## Start Material for the task

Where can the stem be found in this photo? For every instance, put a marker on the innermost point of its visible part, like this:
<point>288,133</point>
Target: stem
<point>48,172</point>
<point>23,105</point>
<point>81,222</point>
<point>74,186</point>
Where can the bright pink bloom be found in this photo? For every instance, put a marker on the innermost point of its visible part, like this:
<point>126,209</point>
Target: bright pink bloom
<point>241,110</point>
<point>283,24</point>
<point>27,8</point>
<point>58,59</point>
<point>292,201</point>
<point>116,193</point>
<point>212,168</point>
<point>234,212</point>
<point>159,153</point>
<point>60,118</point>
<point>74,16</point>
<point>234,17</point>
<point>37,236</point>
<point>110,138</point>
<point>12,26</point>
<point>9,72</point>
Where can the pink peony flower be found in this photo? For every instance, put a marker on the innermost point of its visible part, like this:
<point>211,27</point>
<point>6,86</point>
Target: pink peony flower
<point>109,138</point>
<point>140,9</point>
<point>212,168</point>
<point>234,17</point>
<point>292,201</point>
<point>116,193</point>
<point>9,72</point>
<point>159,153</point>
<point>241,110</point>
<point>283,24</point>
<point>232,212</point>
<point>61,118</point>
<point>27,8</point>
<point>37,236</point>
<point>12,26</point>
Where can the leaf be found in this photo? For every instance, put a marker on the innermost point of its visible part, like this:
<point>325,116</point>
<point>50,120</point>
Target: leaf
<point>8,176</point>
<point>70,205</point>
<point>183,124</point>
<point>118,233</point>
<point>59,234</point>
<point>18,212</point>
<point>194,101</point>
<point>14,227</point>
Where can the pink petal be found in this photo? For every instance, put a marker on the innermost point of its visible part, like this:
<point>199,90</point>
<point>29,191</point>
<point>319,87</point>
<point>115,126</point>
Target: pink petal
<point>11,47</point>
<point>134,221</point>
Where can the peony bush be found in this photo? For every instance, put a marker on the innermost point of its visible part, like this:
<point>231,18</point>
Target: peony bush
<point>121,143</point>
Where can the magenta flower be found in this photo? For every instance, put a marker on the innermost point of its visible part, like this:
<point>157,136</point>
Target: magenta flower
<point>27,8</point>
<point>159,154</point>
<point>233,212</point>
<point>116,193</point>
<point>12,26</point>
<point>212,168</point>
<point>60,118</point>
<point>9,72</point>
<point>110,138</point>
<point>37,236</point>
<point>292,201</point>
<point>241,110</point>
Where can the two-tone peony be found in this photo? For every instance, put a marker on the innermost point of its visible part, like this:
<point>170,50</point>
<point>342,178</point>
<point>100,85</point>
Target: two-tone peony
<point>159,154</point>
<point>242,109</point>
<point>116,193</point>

## End Material for the task

#### [Given request]
Reproduce all of the items above verbatim, from the first line to the last, without changing a character.

#### [In response]
Where can the stem be found in this photo? For every instance, put a marker on the innermost point of its visible part, like this:
<point>288,133</point>
Target: stem
<point>48,172</point>
<point>23,105</point>
<point>81,222</point>
<point>74,186</point>
Where can the bright pink bloom be found in this photo? For every instance, put a marker on the innermost point of its visible part, like this:
<point>126,209</point>
Target: bright pink bloom
<point>241,110</point>
<point>283,24</point>
<point>27,8</point>
<point>58,59</point>
<point>292,201</point>
<point>116,193</point>
<point>212,168</point>
<point>234,212</point>
<point>159,153</point>
<point>60,118</point>
<point>74,16</point>
<point>234,17</point>
<point>37,236</point>
<point>110,138</point>
<point>12,26</point>
<point>9,72</point>
Where can the pink peony flower be found in this photo? For every instance, put a marker on the innermost point of its visible part, like this:
<point>211,27</point>
<point>6,86</point>
Target: pink peony flower
<point>109,138</point>
<point>140,9</point>
<point>212,168</point>
<point>234,17</point>
<point>292,201</point>
<point>116,193</point>
<point>9,72</point>
<point>159,153</point>
<point>241,110</point>
<point>283,24</point>
<point>232,212</point>
<point>61,118</point>
<point>27,8</point>
<point>37,236</point>
<point>12,26</point>
Where can the leaf be found in this photo? For every instance, put a marker on the innermost point of its visible part, like this:
<point>325,116</point>
<point>50,120</point>
Target: leaf
<point>8,176</point>
<point>70,205</point>
<point>183,124</point>
<point>118,233</point>
<point>59,234</point>
<point>18,212</point>
<point>194,101</point>
<point>14,227</point>
Where can the pink petal be found in this photo? For every instance, put a marker on the innermost point of its visible part, like this:
<point>199,90</point>
<point>29,191</point>
<point>319,87</point>
<point>115,126</point>
Target: pink petal
<point>11,47</point>
<point>134,221</point>
Where can the peony bush be found in this photo? For every instance, put a marker on the innermost point of its visible part, like this:
<point>231,18</point>
Target: peony bush
<point>121,143</point>
Where can the magenta flower be found in this photo? For every instance, put a marker on the innermost point of its visible part, like this:
<point>157,136</point>
Target: magenta flower
<point>27,8</point>
<point>159,154</point>
<point>233,212</point>
<point>116,193</point>
<point>12,26</point>
<point>212,168</point>
<point>60,118</point>
<point>9,72</point>
<point>110,138</point>
<point>37,236</point>
<point>292,201</point>
<point>241,110</point>
Where can the two-tone peony be found in this photo? For every instance, put a marker on the innermost point of its visible part, like this:
<point>170,50</point>
<point>342,178</point>
<point>100,85</point>
Target: two-tone peony
<point>159,154</point>
<point>242,109</point>
<point>116,193</point>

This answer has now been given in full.